[Point localization data]
********************

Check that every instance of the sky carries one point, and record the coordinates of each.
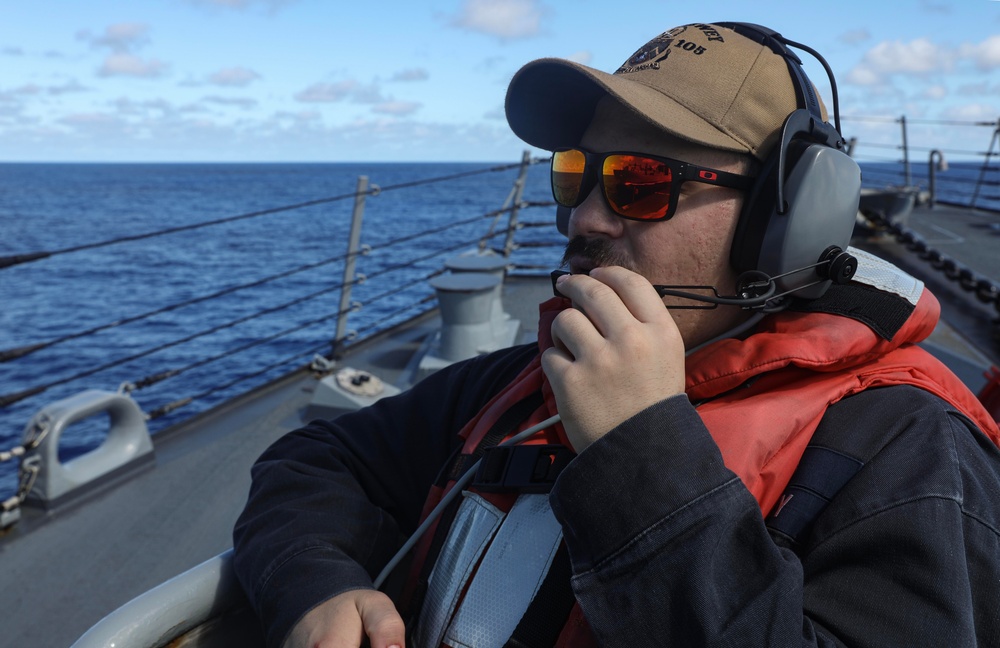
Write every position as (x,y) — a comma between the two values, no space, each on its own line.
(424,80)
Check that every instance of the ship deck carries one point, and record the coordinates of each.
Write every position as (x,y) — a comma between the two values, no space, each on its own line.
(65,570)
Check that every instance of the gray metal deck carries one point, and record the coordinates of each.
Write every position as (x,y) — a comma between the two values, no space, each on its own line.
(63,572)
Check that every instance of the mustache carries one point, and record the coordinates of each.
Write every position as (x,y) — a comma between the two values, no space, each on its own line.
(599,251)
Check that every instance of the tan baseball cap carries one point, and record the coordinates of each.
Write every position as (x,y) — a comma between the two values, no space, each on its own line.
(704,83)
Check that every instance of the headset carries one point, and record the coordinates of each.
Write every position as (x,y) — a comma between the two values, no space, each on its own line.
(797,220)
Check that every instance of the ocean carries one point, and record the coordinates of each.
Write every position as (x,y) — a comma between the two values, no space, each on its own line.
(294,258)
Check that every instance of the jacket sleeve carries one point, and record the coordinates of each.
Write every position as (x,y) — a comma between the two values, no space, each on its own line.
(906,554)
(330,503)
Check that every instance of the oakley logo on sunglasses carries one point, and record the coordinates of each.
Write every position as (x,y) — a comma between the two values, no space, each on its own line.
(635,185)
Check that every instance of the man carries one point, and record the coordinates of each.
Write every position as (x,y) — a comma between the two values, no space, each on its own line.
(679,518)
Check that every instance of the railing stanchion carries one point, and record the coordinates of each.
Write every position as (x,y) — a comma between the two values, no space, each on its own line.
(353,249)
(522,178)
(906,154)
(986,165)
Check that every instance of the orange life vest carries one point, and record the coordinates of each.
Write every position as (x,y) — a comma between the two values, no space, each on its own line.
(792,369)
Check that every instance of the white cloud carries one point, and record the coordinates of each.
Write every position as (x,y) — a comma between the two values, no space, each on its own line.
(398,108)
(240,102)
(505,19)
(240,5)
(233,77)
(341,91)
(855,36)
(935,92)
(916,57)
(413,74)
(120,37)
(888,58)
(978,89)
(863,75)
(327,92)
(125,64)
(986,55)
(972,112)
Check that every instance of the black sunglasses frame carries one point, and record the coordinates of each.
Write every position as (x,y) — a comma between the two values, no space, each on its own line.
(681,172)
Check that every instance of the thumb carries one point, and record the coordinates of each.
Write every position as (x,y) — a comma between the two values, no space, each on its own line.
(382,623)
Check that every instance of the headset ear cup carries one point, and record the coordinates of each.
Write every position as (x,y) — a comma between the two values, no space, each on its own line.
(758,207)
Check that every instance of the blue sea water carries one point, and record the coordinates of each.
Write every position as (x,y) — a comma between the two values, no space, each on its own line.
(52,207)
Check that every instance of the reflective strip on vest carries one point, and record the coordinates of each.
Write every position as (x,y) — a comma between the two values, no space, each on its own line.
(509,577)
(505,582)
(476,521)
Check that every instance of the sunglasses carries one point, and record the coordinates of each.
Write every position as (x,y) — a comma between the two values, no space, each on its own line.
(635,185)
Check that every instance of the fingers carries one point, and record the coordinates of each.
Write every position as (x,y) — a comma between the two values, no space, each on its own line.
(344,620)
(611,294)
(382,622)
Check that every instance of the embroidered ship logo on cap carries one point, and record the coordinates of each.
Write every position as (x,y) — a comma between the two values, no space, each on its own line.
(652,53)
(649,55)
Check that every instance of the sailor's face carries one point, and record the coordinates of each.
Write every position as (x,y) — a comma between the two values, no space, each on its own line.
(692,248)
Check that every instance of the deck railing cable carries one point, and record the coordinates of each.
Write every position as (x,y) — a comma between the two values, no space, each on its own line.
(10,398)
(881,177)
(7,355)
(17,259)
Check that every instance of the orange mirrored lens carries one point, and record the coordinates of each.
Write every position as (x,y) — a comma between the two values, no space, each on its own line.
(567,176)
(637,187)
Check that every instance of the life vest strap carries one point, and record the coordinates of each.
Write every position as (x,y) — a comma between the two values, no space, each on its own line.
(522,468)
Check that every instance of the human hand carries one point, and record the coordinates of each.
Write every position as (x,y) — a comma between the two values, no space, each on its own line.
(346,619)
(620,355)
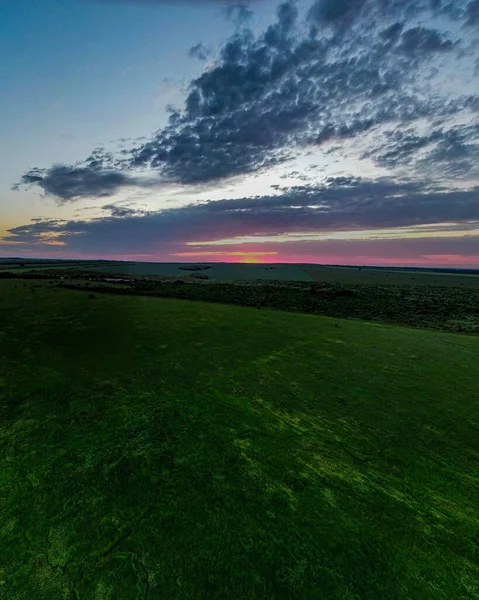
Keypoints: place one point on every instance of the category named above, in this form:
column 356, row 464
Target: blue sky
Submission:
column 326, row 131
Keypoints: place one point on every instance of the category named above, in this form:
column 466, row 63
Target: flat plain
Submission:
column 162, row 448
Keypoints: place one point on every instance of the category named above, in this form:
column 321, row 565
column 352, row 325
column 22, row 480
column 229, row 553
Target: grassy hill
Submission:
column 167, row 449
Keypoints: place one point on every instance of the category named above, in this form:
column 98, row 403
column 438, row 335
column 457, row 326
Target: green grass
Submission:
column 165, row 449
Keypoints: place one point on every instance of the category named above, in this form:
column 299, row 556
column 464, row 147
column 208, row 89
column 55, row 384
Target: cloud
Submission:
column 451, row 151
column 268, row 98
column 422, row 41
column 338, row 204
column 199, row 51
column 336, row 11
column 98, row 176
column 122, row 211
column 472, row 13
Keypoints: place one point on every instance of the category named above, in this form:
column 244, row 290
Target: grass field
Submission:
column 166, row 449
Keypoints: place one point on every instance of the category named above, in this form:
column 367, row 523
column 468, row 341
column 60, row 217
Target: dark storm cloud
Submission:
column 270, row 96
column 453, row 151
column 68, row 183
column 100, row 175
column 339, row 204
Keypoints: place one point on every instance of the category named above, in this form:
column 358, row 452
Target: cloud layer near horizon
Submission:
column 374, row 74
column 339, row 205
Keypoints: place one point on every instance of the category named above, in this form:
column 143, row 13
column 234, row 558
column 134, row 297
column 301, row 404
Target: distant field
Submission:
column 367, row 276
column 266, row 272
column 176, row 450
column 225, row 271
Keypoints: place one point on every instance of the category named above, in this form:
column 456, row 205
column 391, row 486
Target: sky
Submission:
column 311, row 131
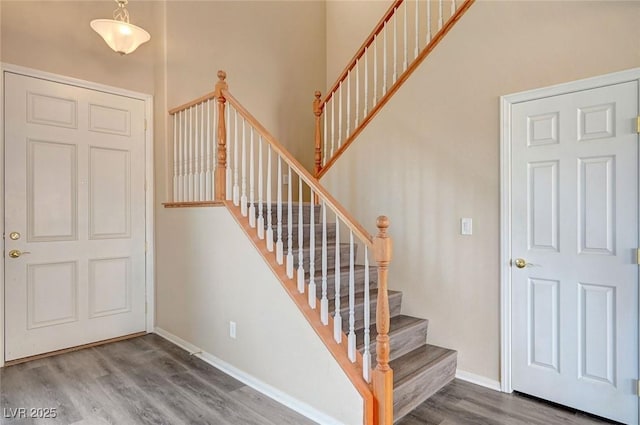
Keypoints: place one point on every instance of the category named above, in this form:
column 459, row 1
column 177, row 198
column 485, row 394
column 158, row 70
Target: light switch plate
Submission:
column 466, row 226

********************

Problem details
Transcribe the lines above between the line holding "Check that every instance of the sunglasses" and the line holding "Check that every instance of the fingers", inclusive, exactly as they stand and with nothing added.

Expected answer
Check that every instance of the sunglasses carries one point, and record the coordinates of each.
Write every position as (x,y) — a comma between the two values, no space, each on its own line.
(635,185)
Check that every instance of the fingers carries one point, and record the coordinates of each.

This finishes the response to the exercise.